PASSAGE PROVIDED »
╭──

Mooning a Coach only to have it swerve to your side of the road take a step back and fall 10 foot into a trickle of a stream (and lose your shoe, other people did the mooning) 

Other than that not dead yet!


----------



## Mustrum_Ridcully

Ginnel said:


> I've been drunker than I should have more times than I should have not very proud of it
> 
> potential dangers include waking up next to a girl whose name you don't know with all associated dangers included with that.



Things I might actually miss in my life thanks to my decision to never drink. 



Spoiler



alcohol, in case someone worries about my health and dry humor





> Walking up a motorway thinking it was a short Dual carriageway (being brought back to vaguely sentient thought by blue lights appearing in your vision)
> 
> Going missing for 8 hours ending back up at your shared flat with only vague recollections.
> 
> Memory loss when too drunk.
> 
> Mooning a Coach only to have it swerve to your side of the road take a step back and fall 10 foot into a trickle of a stream (and lose your shoe, other people did the mooning)
> 
> Other than that not dead yet!



Things I can probably go without, even if there might be hilarious tales to be told about.


----------



## Mycanid

"And he sings
'They break the most beautiful things
But I hear violins, when I close my eyes
I am at the center of the sun
And I cannot be hurt
By anything this wicked world has done
I look into your eyes
And I am at the center of the sun
And I cannot be hurt
By anything this wicked world has done"

╰──

WRITTEN EXERCISE A »
Print everything in the forum thread from "## Mustrum_Ridcully" down to "to never drink.", unchanged.
WRITTEN EXERCISE B »
Summarize the forum thread in two sentences.

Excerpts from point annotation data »
╭──

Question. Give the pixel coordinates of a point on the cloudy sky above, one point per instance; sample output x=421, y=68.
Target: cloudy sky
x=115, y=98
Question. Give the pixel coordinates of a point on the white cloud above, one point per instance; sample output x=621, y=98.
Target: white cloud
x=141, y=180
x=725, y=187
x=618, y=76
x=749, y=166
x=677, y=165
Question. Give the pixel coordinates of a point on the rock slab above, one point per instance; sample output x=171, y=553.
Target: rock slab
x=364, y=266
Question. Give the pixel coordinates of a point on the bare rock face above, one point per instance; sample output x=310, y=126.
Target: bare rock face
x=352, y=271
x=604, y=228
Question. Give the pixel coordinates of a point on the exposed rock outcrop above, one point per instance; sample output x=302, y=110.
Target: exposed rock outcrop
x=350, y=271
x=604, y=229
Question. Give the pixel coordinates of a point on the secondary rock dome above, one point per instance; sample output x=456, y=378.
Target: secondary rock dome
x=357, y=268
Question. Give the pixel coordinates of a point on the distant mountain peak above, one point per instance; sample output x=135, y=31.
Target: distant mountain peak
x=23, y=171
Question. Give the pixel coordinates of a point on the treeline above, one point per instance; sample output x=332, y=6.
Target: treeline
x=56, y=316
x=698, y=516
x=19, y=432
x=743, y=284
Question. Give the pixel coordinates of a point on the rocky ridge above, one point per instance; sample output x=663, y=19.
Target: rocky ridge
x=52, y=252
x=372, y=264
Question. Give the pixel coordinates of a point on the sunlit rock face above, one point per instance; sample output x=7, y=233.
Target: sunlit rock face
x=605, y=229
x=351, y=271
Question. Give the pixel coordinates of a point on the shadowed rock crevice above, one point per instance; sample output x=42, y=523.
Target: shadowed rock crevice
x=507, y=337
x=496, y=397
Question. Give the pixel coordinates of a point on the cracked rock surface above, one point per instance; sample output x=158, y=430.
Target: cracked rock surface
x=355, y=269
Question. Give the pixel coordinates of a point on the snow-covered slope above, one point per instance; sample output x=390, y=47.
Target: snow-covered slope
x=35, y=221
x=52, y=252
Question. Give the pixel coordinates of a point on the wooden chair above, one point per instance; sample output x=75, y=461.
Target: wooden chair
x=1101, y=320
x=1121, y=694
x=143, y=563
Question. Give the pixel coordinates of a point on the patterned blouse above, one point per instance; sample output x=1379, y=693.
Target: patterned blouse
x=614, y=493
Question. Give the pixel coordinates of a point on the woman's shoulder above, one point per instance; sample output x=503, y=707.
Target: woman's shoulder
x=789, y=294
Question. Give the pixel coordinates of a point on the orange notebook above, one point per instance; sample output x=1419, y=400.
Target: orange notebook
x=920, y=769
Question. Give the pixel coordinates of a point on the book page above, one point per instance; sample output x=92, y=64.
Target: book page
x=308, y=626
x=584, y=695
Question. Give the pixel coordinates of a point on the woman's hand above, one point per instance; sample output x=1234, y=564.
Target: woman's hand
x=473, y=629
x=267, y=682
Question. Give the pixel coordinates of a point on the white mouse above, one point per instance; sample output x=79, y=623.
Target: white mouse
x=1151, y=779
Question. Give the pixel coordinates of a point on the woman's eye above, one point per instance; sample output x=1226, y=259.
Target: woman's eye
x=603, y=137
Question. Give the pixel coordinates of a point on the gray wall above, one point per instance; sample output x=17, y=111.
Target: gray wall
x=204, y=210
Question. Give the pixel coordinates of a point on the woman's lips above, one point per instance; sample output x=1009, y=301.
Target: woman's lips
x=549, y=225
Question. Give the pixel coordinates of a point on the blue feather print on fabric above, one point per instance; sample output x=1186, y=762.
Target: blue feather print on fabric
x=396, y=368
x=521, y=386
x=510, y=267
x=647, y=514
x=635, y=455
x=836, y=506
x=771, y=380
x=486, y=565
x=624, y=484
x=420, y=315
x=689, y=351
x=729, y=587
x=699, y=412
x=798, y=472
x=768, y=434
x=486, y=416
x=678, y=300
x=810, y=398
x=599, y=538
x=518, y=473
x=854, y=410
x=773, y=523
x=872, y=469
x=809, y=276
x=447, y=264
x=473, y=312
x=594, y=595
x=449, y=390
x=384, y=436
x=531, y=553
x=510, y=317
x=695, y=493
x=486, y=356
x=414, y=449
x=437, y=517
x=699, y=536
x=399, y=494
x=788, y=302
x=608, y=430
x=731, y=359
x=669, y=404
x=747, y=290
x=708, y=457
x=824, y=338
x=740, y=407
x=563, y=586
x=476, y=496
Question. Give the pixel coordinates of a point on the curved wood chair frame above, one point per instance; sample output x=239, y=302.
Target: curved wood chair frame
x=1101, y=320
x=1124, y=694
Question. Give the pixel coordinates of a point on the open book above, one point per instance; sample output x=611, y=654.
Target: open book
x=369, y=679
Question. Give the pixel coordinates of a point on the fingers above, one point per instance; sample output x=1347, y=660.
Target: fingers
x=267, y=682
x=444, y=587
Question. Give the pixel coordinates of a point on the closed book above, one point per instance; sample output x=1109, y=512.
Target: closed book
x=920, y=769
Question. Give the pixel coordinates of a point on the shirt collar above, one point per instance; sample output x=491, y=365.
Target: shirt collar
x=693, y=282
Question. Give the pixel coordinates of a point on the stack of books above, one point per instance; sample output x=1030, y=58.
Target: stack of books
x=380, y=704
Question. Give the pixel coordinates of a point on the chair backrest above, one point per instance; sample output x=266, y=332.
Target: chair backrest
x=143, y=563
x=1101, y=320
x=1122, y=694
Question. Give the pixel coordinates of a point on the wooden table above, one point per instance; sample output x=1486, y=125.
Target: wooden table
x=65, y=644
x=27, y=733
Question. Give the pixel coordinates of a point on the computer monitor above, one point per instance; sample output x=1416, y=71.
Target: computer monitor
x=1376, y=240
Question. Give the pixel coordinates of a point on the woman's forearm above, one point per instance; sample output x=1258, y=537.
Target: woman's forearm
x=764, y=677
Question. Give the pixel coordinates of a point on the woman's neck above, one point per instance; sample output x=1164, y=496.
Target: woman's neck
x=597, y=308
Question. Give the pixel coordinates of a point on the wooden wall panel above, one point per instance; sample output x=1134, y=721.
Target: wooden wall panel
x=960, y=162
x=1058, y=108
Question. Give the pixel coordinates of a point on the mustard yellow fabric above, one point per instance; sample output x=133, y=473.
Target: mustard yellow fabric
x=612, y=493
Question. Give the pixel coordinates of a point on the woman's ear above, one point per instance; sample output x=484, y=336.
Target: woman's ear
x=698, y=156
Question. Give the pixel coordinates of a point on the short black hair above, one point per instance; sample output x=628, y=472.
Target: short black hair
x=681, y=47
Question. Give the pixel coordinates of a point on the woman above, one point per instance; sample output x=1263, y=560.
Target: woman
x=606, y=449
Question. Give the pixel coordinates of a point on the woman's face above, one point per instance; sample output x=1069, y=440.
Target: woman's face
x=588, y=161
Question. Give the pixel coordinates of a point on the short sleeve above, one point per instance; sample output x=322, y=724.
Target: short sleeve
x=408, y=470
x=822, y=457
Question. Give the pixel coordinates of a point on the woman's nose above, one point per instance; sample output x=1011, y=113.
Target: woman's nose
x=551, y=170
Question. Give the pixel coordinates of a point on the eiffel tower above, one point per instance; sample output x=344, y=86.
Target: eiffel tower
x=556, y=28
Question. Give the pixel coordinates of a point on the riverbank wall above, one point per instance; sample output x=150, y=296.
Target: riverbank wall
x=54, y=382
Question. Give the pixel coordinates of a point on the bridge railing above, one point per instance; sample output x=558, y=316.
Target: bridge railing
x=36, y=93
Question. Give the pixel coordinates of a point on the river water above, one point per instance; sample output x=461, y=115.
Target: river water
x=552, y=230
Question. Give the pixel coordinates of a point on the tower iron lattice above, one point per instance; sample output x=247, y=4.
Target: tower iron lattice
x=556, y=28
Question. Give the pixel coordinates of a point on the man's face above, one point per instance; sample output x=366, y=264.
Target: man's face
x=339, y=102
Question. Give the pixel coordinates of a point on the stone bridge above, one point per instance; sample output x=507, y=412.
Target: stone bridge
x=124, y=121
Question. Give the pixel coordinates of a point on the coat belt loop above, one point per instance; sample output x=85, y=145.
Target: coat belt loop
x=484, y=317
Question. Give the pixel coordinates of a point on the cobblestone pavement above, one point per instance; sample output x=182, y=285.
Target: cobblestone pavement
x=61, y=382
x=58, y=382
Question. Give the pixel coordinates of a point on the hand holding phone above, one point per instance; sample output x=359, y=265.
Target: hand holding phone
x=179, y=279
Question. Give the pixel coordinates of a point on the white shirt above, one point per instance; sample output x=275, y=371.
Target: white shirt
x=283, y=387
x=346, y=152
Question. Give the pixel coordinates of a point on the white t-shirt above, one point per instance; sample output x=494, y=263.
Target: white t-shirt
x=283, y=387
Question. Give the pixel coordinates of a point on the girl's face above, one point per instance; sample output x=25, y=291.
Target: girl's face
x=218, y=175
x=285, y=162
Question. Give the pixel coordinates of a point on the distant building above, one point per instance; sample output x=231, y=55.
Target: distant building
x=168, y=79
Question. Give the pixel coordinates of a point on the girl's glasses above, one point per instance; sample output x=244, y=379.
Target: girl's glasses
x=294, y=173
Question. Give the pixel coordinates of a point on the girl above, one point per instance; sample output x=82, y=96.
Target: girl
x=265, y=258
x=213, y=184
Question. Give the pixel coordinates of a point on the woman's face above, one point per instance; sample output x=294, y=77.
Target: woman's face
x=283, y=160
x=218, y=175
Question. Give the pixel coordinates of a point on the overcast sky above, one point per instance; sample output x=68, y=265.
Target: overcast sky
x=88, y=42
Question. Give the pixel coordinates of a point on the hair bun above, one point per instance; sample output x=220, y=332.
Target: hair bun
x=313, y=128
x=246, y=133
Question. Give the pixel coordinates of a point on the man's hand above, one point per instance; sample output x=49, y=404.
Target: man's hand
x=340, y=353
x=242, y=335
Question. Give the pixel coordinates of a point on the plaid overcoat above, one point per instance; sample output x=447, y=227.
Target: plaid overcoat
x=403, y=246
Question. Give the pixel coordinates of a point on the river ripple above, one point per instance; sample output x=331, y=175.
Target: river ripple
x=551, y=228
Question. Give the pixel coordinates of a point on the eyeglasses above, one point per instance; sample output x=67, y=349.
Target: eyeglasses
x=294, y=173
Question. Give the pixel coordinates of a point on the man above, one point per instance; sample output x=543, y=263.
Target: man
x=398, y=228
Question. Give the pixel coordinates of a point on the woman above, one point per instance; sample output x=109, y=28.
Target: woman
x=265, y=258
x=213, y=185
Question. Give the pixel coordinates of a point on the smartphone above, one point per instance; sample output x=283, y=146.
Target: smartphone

╰──

WRITTEN ANSWER A »
## Mustrum_Ridcully

Ginnel said:


> I've been drunker than I should have more times than I should have not very proud of it
> 
> potential dangers include waking up next to a girl whose name you don't know with all associated dangers included with that.



Things I might actually miss in my life thanks to my decision to never drink.

WRITTEN ANSWER B »
Mustrum_Ridcully quotes Ginnel's post about being drunker than intended too many times, along with a list of drunken mishaps that includes walking up a motorway, going missing for 8 hours and falling 10 foot into a stream. Mustrum_Ridcully calls these things that might be missed because of a decision to never drink but could probably be done without, and Mycanid then posts song lyrics about hearing violins and being at the center of the sun, unhurt by anything this wicked world has done.